══ TEXTO PROPUESTO ══
La prensa es la gran sembradora de falsedad. Difamar al antagonista político; desvirtuar todo lo que dice o, de no ser esto posible, poner en su boca lo que no ha dicho; poner en circulación las más abyectas calumnias con el fin de derrotarlo, estos hábitos son tan comunes que han dejado de despertar interés o comentarios, más que generar sorpresa o disgusto.

Hubo un tiempo en que un caballero antes moriría que pronunciar una mentira o romper su palabra de caballero.El Caballero Comendador del Templo revive el antiguo espíritu caballeresco, y se entrega a la antigua veneración caballeresca de la Verdad. Jamás pronunciará ni hará profesión de algo en lo que no cree en aras del beneficio o la conveniencia, o porque tema la desaprobación del mundo. Del mismo modo que no calumniará a su enemigo, ni desvirtuará o pervertirá las palabras o actos de otros hombres, ni pronunciará palabras falsas por ningún motivo o bajo ningún pretexto, so pena de manchar su honor. Tanto en el Capítulo como fuera de él debe hablar la Verdad, y toda la Verdad, nada más y nada menos, o no decir ni una palabra.

El Caballero Comendador debe protección a la inocencia y la pureza donde quiera que se halle, tal y como era antaño. Protección contra la violencia, o contra aquellos, más culpables que los mismos asesinos, que por artificio o traición persiguen asesinar el alma; o contra la necesidad y la pobreza, que conduce a demasiadas mujeres a vender su honor e inocencia por alimento. El mundo nunca ha proporcionado mejores oportunidades que ahora para la práctica de estas elevadas virtudes y noble heroísmo que tanto distinguieron a las tres grandes órdenes militares y religiosas en sus inicios, antes de volverse corruptas y viciadas por la prosperidad y el poder.
═══
══ MATERIAL PRESENTADO ══
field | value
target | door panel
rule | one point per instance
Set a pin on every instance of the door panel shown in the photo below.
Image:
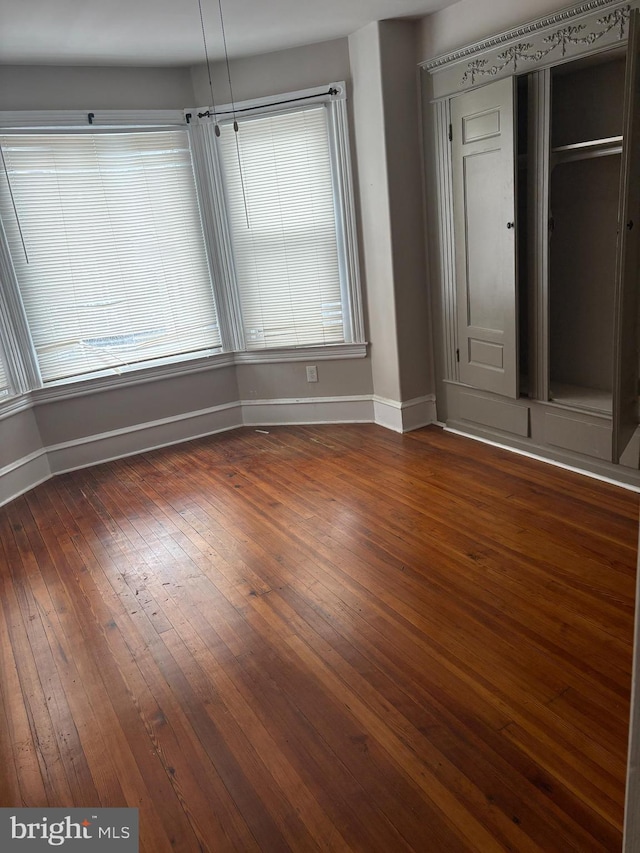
(625, 337)
(483, 165)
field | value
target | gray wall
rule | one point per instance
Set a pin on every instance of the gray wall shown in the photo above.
(385, 103)
(273, 73)
(64, 421)
(24, 87)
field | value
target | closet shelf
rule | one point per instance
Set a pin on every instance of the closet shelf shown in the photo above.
(585, 150)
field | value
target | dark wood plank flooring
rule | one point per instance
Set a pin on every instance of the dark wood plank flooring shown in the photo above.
(323, 638)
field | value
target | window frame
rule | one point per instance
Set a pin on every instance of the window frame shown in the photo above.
(202, 121)
(20, 359)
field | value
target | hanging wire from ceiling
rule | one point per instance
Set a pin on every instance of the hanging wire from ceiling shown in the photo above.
(233, 111)
(206, 56)
(214, 112)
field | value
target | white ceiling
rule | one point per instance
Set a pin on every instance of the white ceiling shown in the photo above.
(168, 32)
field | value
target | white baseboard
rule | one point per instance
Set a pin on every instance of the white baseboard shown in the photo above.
(406, 416)
(308, 410)
(22, 475)
(29, 471)
(116, 444)
(25, 473)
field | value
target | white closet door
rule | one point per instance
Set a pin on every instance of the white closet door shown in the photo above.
(483, 163)
(625, 337)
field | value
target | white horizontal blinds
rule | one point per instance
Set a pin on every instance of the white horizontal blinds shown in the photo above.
(5, 385)
(284, 242)
(117, 271)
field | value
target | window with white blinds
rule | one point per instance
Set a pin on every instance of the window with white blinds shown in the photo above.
(281, 208)
(5, 385)
(113, 271)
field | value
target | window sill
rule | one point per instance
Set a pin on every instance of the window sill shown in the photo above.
(67, 389)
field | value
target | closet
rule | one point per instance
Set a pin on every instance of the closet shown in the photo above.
(538, 179)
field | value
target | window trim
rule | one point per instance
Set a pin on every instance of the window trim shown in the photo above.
(202, 122)
(20, 358)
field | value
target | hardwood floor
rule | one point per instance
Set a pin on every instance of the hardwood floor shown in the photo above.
(323, 638)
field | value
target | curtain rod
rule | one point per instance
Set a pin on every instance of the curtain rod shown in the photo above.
(209, 114)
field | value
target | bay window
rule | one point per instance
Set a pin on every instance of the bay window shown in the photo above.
(140, 242)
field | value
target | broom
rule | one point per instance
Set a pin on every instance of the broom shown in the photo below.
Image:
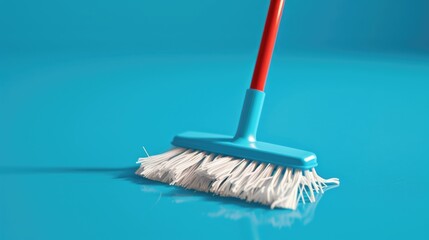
(241, 166)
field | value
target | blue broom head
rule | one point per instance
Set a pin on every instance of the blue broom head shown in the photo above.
(244, 144)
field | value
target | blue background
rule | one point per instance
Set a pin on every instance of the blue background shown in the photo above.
(85, 84)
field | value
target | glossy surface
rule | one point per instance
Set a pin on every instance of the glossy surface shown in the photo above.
(73, 126)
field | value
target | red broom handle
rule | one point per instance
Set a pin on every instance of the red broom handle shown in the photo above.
(267, 45)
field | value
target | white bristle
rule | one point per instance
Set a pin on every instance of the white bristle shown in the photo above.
═══
• [TAREA PROPUESTA A]: Reescribe en forma de lista el párrafo del texto propuesto que comienza con «El Caballero Comendador debe protección» y conserva sus datos principales.
• [TAREA PROPUESTA B]: Según el texto propuesto, ¿en qué ámbitos debe el Caballero Comendador hablar la Verdad?
• [TAREA PROPUESTA C]: Prosigue el texto propuesto a partir de su última oración.

• [RESULTADO DEL EJERCICIO A]:
- El Caballero Comendador debe proteger la inocencia y la pureza dondequiera que se hallen, como antaño.
- Debe protegerlas contra la violencia.
- También debe protegerlas contra quienes, por artificio o traición, buscan asesinar el alma, y que son más culpables que los mismos asesinos.
- Asimismo debe protegerlas contra la necesidad y la pobreza, que llevan a demasiadas mujeres a vender su honor e inocencia por alimento.
- El mundo nunca ha ofrecido mejores oportunidades que ahora para practicar las virtudes y el heroísmo que distinguieron a las tres grandes órdenes militares y religiosas en sus inicios.
- Esas órdenes se volvieron después corruptas y viciadas por la prosperidad y el poder.

• [RESULTADO DEL EJERCICIO B]: Tanto en el Capítulo como fuera de él.

• [RESULTADO DEL EJERCICIO C]:
Cuando una temible epidemia asola una ciudad, y la muerte se inhala en el aire que respiran los hombres; cuando los vivos apenas bastan para enterrar a los muertos, la mayoría de los hombres huyen aterrorizados, para regresar y vivir como personas respetables e influyentes una vez que el peligro ha pasado. Pero el antiguo espíritu caballeresco de devoción, generosidad y desprecio por la muerte aún perdura, y no está extinto en el corazón de los hombres. En todas partes puede encontrarse a un pequeño grupo de hombres que permanecerán de manera firme e impávida en sus puestos, no por dinero, o por honores, ni tampoco por proteger su hacienda personal; sino por obedecer el dictado infalible del deber. Exploran la morada de la miseria y la necesidad; con la gentileza de las mujeres alivian el dolor del moribundo, y alimentan la lámpara de vida del convaleciente. Llevan a cabo las tristes exequias de los muertos, y no buscan otra recompensa que el beneplácito de sus propias conciencias.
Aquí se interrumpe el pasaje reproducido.